* **TEXT UNDER STUDY**:
+---+
Now I know physiotherapy can be a controversial subject in the world of M.E. I also know the damage that can be done from following a Graded Exercise Therapy regime which isn’t graded gently enough to be manageable. And that is why it was with some trepidation that I accepted a referral for physiotherapy after my diagnosis with joint hypermobility syndrome.

I have always recognised the importance of keeping my muscles working as much as I can safely do, without causing other symptoms to flare and my condition to worsen. But equally I have always struggled to find suitable exercises that are manageable for me.

Now that is a thing of the past. I was referred to a lovely physiotherapist who, although admitted she didn’t have a lot of knowledge about PoTS, M.E. or hypermobility, she knows a little about them all and is willing learn. Taking everything into account, our first appointment was mainly spent discussing my history, and coming up with a few things I could do differently each day.

So for example, I was already stretching, rotating my ankles, and completing knee extensions twice a day as per my Occupational Therapist’s recommendation at CFS Clinic (who didn’t really know what to advise me to do for the best). In addition to this we added in “armchair marching” whereby I sit and essentially march while seated; lifting each foot off the floor and putting it back down as if I was walking. And finally we also added “crab-walking” through the kitchen each time I went through there; so instead of walking normally through the kitchen, I walk sideways, thus using different muscles, and strengthening them.
+---+
* **STUDY MATERIAL**:
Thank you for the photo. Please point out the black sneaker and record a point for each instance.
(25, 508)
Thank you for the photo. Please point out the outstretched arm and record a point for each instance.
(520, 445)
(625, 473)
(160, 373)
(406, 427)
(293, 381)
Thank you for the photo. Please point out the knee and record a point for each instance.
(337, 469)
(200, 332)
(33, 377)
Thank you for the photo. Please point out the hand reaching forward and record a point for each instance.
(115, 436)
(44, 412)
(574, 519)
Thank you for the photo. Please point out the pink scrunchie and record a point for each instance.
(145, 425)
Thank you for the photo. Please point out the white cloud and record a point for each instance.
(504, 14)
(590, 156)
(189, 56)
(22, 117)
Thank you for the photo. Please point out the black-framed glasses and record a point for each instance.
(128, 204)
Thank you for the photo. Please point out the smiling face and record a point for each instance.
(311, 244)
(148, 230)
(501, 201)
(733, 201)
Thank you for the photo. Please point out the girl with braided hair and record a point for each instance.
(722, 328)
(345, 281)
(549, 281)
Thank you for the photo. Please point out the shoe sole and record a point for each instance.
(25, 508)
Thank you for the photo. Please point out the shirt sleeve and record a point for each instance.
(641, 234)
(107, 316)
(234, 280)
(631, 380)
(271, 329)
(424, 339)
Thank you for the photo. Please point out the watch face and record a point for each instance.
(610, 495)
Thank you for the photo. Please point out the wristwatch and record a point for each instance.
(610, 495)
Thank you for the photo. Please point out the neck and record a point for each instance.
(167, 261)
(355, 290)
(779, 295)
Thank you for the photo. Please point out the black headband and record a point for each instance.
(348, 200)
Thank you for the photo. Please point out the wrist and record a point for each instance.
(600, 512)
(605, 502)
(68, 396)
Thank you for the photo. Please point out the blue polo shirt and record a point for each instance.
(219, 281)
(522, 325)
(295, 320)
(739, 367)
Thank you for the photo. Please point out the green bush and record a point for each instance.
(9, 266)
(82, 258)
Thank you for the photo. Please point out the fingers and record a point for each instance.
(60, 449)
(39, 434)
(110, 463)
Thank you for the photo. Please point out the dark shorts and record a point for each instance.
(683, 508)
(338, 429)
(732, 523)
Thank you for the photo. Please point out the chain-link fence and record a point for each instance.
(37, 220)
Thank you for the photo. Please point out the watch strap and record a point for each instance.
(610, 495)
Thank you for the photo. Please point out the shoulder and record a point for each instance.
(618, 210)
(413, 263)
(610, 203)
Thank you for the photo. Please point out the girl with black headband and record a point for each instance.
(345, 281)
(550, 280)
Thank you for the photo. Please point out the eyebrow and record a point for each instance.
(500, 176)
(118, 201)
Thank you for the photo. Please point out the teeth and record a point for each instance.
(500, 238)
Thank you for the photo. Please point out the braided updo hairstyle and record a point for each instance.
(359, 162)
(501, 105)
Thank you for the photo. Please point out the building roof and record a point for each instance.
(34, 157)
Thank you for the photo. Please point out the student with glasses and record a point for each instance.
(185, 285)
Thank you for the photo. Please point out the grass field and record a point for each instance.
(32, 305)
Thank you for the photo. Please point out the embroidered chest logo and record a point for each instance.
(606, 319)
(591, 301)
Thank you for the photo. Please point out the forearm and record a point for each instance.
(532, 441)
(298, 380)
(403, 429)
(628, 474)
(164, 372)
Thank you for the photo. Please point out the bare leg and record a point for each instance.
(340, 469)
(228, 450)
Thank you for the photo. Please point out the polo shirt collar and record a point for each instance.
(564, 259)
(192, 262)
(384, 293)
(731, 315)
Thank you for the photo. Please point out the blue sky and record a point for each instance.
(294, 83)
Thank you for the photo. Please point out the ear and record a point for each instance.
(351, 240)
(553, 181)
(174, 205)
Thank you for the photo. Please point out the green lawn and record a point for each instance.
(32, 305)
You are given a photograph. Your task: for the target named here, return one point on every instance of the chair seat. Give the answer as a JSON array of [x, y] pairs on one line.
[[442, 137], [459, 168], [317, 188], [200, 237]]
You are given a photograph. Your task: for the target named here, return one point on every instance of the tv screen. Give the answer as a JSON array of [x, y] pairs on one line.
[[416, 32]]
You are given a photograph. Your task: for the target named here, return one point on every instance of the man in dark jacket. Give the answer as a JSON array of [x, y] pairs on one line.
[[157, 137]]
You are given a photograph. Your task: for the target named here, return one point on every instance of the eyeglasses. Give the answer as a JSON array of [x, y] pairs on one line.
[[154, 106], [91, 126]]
+---+
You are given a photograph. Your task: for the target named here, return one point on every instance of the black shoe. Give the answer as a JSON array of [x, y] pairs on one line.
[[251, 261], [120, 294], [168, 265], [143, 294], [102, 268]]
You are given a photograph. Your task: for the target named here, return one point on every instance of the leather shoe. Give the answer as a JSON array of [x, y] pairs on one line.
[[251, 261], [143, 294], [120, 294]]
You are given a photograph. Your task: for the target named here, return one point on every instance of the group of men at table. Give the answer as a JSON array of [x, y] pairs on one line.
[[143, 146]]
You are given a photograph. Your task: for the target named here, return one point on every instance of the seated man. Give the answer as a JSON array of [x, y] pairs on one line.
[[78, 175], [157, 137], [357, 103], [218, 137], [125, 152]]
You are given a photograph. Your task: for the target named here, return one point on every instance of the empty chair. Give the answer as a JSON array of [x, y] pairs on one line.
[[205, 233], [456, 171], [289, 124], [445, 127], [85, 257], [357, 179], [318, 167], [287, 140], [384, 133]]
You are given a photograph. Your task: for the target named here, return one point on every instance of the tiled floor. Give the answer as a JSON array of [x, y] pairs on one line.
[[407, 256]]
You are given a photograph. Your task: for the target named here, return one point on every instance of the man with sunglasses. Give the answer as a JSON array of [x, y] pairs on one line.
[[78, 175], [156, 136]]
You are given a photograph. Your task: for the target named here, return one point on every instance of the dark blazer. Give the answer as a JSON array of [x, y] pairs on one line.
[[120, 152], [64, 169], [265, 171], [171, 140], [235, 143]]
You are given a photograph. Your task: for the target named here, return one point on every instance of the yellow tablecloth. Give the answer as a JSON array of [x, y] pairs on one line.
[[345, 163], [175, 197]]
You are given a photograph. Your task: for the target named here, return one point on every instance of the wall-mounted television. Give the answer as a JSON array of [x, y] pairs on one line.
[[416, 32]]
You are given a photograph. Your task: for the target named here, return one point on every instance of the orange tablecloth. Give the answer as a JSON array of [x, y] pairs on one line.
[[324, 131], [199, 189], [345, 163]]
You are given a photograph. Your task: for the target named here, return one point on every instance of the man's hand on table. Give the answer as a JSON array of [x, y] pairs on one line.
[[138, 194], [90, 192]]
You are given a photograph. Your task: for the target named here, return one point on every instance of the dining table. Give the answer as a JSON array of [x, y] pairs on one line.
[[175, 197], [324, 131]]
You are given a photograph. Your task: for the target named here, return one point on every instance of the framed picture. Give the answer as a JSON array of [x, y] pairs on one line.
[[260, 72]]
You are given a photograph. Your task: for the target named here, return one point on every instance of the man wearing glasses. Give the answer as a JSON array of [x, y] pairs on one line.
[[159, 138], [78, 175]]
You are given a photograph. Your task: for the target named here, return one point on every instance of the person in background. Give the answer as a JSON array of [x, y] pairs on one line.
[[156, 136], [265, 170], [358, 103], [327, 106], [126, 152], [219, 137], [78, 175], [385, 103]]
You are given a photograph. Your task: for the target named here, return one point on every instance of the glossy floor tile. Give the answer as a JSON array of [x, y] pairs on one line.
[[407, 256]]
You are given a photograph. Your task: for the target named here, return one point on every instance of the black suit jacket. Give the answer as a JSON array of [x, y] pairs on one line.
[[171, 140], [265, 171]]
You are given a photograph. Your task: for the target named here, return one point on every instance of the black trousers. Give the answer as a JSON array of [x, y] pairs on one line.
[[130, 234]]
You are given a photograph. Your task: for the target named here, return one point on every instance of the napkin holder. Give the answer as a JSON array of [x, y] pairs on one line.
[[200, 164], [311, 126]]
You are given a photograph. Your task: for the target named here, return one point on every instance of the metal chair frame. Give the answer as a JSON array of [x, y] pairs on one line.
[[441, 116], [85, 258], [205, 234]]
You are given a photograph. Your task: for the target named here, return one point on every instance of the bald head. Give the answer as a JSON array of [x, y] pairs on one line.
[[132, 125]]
+---+
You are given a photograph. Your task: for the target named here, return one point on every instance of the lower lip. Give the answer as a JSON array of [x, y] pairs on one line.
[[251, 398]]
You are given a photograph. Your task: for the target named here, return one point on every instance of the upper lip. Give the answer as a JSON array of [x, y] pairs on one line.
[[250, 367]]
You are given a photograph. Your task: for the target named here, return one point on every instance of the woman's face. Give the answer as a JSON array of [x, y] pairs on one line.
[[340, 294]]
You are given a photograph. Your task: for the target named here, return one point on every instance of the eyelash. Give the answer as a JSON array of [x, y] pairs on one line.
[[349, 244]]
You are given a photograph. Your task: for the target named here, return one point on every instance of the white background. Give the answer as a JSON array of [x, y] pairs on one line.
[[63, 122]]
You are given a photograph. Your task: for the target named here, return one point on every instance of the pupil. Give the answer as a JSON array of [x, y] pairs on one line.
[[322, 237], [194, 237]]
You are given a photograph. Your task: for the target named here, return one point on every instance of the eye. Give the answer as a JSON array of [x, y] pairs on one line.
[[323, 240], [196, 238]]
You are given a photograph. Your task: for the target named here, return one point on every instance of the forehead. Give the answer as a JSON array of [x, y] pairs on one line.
+---+
* **PROBLEMS TO SOLVE**:
**A.** According to the physiotherapy account, what does the writer do each time they pass through the kitchen?
**B.** Continue the physiotherapy account from the point where it stops.
The data have no connection to the physiotherapy account.

* **SOLVED TASKS**:
**A.** The writer walks sideways ("crab-walking") instead of walking normally, which works different muscles and strengthens them.

**B.**
Because all of this took a while, and she could tell I was beginning to flag, we didn’t do the usual physical exam as part of that first appointment, instead that would be done in my second appointment.

By this point I could already tell I’d struck gold with seeing this particular physiotherapist – she already understood I had my limits, and that this would need to be a gentle approach if I was to be able to manage it.

The second appointment didn’t disappoint on that score either. After a gentle physical exam, which proved my lower back and hips are one of my more weaker points, she came up with a plan which involved an additional six exercises for me to try and do each day, four of which are done lying flat, one sitting and one standing. The number of reps for each of them varies from 1 through to 5, depending on how I managed them when she talked me through them that day. And some are recommended to be done twice a day, while others only once.

She suggested I start by doing them all only once a day to see how it went, and then try doing the one’s recommended twice a day to see if it would be manageable. There is also one particular exercise with which she has noted the number of reps as “1 or 2 as able”, meaning if I struggle with doing just one, I only need to do one, as she could see my muscles were shaking as I completed it under her guidance.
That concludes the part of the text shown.